▸ **Exercise material**:

================

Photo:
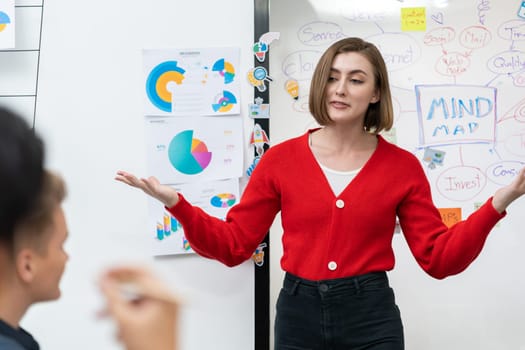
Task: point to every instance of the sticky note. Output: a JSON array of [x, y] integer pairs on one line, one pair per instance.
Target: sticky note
[[450, 216], [413, 19]]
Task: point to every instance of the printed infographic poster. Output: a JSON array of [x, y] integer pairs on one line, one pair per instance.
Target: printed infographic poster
[[214, 197], [7, 24], [193, 82], [190, 150]]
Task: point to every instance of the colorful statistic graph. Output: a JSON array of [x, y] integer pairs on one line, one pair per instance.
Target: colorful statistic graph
[[187, 154], [225, 69], [160, 82], [224, 102], [168, 226], [223, 200]]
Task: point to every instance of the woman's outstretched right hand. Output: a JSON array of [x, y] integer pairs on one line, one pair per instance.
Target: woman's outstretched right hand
[[164, 193]]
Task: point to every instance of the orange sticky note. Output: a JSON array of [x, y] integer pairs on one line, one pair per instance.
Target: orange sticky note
[[450, 216], [413, 19]]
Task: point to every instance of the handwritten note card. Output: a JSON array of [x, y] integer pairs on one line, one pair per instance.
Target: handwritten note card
[[413, 19]]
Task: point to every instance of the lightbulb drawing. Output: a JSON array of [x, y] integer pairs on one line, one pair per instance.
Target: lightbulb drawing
[[257, 77], [292, 87]]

================

▸ **Required work**:
Give back each entry exactly as it appears. Leave pictures out.

▸ **Task response**:
Photo:
Task: point to every instance of the sticky note. Output: a JSON array of [x, y] integer pairs on one line, one pair per instance.
Target: sticky note
[[450, 216], [413, 19]]
Task: point to every instance of the printed infographic poster. Output: a JSON array of [x, y] integer pairs on one line, one pair per instance.
Target: printed infographic poster
[[214, 197], [7, 24], [193, 82], [190, 150]]
Task: point to every instance of the colorful statistic graph. Output: a JSON array of [x, y] integer pairs on one line, one pair per instance.
Target: colorful statistic graph
[[187, 154], [225, 69], [160, 82], [224, 102], [168, 226], [223, 200]]
Task: point to every instance of the woman's outstretched right hand. Output: a JSON array of [x, y] integer pairs on one line, one pair per instance.
Target: woman's outstretched right hand
[[164, 193]]
Task: point to every instance of the orange sticky note. Output: a JSON array of [x, y] integer pairs on one line, one pair per instance.
Target: orange sticky note
[[450, 216], [413, 19]]
Task: point to every instance of the handwritten note card. Output: a JSON array of [x, y] integer pairs on one line, one pair per instance.
Target: handwritten note card
[[413, 19]]
Task: point to every instance of the lightbulb drawing. Output: a JSON array of [x, y] integer pairs on one line, one pair per instance.
Target: lightbulb drawing
[[257, 77], [292, 87]]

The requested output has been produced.